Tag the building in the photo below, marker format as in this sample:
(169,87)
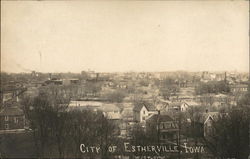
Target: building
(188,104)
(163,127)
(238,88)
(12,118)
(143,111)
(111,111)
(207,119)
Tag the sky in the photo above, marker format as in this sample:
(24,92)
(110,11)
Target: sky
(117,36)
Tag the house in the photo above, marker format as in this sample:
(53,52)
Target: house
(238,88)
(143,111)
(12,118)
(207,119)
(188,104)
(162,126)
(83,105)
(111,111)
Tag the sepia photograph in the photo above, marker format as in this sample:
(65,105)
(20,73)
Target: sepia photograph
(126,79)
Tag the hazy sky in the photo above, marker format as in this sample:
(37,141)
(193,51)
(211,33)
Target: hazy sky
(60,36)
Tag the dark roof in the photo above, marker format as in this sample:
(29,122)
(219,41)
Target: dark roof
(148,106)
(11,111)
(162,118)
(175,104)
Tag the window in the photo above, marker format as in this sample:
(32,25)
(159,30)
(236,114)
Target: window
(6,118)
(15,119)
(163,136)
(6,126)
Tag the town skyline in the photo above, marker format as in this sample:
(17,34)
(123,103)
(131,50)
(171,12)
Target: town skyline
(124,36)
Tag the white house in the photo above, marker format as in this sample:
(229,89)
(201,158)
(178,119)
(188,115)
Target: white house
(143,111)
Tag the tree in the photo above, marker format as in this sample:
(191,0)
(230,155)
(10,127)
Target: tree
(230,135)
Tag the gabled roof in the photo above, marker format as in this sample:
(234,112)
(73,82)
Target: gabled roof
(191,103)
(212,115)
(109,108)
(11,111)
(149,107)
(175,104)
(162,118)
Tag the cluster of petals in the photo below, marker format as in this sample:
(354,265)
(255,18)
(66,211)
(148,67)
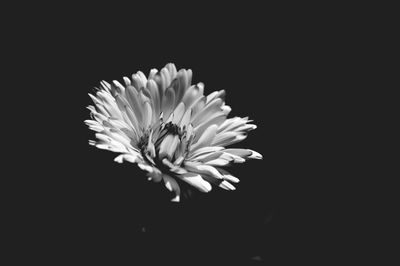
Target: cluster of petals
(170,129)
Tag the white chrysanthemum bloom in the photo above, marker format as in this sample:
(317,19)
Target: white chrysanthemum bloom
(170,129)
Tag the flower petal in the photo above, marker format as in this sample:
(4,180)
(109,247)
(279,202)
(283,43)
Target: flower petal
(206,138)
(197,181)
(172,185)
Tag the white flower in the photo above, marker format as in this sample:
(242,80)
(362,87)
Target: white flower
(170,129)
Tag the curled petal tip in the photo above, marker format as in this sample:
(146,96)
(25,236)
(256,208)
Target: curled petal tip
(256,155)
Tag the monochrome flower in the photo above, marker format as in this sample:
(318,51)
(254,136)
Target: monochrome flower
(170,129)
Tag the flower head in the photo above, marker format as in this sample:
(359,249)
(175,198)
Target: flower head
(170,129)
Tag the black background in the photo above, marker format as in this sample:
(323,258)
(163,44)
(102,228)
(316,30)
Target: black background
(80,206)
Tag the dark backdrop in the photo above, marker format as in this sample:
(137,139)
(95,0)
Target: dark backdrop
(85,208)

+ + +

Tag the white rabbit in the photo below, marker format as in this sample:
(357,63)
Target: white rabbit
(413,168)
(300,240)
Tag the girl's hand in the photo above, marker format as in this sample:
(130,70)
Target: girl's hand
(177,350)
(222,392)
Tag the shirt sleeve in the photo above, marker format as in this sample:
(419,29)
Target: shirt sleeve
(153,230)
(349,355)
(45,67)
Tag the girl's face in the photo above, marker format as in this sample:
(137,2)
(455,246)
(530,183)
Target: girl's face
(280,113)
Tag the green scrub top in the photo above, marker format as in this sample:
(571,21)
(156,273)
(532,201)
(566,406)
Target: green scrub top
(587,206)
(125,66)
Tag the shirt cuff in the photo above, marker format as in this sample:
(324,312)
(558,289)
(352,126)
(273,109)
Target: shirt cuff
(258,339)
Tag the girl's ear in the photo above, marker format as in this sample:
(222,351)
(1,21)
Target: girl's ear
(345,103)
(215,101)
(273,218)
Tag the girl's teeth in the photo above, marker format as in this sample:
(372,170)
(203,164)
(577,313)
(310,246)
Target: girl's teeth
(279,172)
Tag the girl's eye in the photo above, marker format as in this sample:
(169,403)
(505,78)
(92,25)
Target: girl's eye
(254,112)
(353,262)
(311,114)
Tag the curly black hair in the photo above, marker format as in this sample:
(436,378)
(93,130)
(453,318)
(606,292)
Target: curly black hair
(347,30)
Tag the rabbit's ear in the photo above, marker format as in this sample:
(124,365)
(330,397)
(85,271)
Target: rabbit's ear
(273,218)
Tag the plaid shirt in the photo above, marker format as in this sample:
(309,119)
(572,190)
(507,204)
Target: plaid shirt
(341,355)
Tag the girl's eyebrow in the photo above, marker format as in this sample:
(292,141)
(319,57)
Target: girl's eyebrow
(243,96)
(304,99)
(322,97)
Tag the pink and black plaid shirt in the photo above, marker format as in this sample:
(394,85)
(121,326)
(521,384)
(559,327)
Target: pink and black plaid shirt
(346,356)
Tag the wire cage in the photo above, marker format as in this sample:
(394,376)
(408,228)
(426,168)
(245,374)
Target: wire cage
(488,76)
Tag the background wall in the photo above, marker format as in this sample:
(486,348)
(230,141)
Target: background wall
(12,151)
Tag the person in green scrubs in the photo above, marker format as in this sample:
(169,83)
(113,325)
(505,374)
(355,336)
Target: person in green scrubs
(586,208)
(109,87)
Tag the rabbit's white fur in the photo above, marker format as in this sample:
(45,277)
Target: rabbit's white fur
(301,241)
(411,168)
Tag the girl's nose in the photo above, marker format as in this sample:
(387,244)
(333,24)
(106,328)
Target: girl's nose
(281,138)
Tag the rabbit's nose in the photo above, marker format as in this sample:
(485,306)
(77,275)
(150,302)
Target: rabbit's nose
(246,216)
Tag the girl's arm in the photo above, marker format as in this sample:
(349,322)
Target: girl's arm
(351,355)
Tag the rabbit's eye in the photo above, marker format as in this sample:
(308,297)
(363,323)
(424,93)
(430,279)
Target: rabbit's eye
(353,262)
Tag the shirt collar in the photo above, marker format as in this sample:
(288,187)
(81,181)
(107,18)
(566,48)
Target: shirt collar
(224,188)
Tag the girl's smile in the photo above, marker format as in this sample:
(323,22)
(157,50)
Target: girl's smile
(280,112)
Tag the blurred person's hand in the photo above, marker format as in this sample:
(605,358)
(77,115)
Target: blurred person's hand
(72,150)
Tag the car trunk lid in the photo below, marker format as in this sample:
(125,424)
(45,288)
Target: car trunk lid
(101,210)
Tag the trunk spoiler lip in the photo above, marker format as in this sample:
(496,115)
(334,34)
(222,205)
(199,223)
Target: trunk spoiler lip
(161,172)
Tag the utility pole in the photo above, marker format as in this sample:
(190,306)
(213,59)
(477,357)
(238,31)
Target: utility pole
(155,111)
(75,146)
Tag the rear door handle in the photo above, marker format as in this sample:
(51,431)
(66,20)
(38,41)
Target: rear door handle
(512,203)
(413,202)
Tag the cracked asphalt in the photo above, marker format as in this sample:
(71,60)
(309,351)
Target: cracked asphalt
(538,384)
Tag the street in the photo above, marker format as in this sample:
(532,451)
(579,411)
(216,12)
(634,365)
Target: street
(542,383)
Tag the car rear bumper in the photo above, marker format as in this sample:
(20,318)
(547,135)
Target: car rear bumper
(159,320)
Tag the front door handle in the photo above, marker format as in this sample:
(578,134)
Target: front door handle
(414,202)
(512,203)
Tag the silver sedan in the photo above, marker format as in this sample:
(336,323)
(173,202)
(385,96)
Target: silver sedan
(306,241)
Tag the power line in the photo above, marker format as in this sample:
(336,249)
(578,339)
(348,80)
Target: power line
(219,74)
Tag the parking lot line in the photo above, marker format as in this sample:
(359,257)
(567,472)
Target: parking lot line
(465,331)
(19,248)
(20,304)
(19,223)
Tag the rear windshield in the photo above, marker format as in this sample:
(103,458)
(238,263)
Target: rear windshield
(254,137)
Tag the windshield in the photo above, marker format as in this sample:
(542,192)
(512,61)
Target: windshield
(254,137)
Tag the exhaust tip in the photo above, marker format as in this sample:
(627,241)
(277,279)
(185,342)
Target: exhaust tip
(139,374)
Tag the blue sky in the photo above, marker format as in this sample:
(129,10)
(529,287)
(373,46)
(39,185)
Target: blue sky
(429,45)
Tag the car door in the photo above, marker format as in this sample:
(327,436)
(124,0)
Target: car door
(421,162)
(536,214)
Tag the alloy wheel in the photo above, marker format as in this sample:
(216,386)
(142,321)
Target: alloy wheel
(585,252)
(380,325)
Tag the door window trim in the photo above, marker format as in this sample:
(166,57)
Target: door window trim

+ + +

→ WORK REQUIRED: Going back to the data above, write out everything from the line with "Tag the building" down to the line with "Tag the hazy", both included, leaving every picture out.

→ EXERCISE OUTPUT:
Tag the building in the photo below, marker format as in this sample:
(169,87)
Target: building
(188,104)
(163,127)
(238,88)
(12,118)
(143,111)
(111,111)
(207,119)
Tag the sky in the photo above, marker format as in this sample:
(24,92)
(110,11)
Target: sky
(117,36)
Tag the house in the photo above, marker format as in this sample:
(53,52)
Target: house
(238,88)
(143,111)
(12,118)
(207,119)
(188,104)
(162,126)
(83,105)
(111,111)
Tag the sepia photograph in the photo above, marker format as in this sample:
(65,105)
(20,73)
Target: sepia photograph
(126,79)
Tag the hazy sky in the photo above, marker format as in this sample:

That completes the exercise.